- **Data for this exercise**

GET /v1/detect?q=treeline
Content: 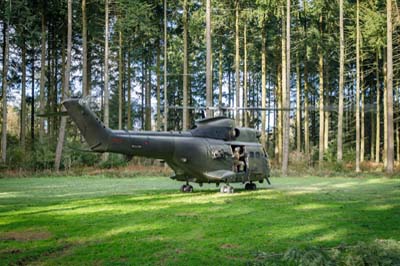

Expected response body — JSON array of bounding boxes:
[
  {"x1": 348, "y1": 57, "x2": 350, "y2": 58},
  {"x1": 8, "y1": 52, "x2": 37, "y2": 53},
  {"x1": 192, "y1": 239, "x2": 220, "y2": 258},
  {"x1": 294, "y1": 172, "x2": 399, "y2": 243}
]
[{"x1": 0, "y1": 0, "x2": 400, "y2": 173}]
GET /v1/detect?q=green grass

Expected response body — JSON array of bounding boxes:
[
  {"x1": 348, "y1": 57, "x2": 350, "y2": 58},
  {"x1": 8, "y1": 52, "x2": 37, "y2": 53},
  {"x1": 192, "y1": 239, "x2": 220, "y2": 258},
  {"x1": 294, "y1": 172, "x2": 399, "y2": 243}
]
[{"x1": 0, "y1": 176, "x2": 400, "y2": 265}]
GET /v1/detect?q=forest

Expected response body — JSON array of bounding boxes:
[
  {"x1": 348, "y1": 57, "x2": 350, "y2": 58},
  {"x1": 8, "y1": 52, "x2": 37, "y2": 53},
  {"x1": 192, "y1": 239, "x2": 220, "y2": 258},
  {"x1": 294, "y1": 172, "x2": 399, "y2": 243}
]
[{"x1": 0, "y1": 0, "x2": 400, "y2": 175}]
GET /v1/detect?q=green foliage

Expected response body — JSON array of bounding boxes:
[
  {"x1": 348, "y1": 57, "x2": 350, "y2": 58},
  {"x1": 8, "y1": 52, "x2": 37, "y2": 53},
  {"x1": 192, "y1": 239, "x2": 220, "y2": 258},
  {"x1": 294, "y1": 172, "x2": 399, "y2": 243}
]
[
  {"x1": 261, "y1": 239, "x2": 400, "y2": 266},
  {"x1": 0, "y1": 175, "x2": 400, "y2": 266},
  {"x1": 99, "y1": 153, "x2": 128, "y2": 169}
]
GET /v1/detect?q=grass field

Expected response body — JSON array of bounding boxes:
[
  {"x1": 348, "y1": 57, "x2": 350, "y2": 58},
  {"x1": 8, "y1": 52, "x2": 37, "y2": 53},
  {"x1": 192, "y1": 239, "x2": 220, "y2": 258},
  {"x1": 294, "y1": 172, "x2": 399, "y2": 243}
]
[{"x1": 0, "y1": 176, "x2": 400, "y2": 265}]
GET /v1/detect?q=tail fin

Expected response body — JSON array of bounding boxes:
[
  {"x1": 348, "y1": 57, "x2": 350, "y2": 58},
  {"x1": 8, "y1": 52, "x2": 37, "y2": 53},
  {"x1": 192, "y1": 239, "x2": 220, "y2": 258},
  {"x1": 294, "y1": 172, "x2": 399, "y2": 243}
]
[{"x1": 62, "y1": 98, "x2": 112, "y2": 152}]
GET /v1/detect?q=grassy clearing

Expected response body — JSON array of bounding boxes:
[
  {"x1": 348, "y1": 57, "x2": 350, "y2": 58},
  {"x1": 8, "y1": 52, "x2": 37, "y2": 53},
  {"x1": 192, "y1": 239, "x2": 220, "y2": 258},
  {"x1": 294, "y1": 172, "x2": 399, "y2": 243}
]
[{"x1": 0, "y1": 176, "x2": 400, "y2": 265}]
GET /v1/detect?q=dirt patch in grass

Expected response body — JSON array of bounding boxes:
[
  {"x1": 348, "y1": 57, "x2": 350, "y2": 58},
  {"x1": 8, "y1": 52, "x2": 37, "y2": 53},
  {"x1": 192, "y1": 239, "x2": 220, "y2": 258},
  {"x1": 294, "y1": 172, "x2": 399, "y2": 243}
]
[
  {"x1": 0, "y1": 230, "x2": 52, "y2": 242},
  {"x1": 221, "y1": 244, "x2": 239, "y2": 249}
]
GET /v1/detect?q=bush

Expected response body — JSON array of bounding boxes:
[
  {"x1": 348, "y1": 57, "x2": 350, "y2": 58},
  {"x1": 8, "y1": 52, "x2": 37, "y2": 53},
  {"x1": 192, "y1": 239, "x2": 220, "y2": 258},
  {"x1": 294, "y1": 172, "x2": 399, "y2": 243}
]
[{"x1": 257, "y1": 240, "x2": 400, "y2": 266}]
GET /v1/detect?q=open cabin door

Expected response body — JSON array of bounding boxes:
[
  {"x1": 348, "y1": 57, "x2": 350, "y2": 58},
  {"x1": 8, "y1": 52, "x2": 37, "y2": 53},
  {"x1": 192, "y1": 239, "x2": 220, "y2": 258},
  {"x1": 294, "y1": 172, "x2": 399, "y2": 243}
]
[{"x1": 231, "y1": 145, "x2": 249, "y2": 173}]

---

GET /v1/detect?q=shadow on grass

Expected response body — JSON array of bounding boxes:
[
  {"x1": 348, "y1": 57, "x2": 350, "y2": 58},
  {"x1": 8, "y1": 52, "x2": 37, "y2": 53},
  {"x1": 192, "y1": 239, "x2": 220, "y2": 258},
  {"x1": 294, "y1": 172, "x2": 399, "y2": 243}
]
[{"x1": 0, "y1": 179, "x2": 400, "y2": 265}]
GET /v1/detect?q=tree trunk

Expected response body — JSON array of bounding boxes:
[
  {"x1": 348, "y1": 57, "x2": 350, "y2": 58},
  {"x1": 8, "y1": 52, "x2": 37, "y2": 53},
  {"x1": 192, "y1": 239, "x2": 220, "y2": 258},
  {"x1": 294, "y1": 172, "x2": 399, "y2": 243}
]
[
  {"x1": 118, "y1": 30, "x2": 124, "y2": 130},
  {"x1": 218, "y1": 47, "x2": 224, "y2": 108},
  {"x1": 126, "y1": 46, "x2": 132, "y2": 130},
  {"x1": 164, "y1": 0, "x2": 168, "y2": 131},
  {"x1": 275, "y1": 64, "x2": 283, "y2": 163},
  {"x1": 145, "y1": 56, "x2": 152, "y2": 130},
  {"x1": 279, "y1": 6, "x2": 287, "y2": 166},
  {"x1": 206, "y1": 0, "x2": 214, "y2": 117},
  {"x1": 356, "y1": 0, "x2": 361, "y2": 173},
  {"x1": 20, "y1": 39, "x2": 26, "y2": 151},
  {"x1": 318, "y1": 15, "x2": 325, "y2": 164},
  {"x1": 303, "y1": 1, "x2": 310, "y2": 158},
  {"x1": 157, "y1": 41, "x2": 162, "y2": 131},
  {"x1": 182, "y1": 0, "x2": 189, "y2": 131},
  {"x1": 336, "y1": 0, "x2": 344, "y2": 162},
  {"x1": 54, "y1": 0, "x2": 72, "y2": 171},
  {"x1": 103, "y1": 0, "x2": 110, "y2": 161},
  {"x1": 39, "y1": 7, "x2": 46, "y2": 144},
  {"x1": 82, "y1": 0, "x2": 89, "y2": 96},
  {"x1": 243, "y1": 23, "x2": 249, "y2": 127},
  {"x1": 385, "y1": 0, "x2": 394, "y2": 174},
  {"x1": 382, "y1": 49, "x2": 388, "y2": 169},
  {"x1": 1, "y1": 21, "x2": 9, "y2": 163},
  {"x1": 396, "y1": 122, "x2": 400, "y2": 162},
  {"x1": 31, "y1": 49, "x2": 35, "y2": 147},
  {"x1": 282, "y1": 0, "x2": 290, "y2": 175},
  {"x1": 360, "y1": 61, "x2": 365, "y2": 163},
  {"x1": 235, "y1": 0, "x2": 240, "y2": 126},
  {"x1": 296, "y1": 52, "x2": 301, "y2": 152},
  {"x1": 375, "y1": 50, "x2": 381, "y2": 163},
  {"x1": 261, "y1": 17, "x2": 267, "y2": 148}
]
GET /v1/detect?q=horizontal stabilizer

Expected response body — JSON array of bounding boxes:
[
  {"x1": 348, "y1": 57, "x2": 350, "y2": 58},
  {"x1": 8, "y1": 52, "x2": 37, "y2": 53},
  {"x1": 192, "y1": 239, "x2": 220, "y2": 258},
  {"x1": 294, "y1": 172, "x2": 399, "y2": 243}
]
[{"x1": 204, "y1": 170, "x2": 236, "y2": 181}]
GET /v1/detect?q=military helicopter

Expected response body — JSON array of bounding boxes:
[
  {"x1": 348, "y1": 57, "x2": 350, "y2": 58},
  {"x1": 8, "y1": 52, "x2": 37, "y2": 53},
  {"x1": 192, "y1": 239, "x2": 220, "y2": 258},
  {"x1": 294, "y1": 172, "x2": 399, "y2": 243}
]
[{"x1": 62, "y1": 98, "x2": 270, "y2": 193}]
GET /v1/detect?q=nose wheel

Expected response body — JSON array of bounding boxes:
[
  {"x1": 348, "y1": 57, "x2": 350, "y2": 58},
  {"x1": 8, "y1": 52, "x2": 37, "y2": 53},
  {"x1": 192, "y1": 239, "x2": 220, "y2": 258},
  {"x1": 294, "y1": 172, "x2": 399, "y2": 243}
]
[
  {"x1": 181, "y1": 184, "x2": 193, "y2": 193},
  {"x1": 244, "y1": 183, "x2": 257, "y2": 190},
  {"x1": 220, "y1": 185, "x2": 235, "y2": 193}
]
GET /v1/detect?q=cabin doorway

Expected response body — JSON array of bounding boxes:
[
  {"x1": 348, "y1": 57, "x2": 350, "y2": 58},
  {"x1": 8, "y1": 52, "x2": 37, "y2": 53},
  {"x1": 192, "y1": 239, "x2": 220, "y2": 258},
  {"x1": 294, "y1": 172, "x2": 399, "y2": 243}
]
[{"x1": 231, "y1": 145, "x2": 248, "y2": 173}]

- **Written exercise**
Gather each line of the items above that contains the word "cabin" and copy those lines in full. Case counts, so match the capitalization precisely.

- **Result for this exercise**
GET /v1/detect?q=open cabin door
GET /v1/detect?q=cabin doorway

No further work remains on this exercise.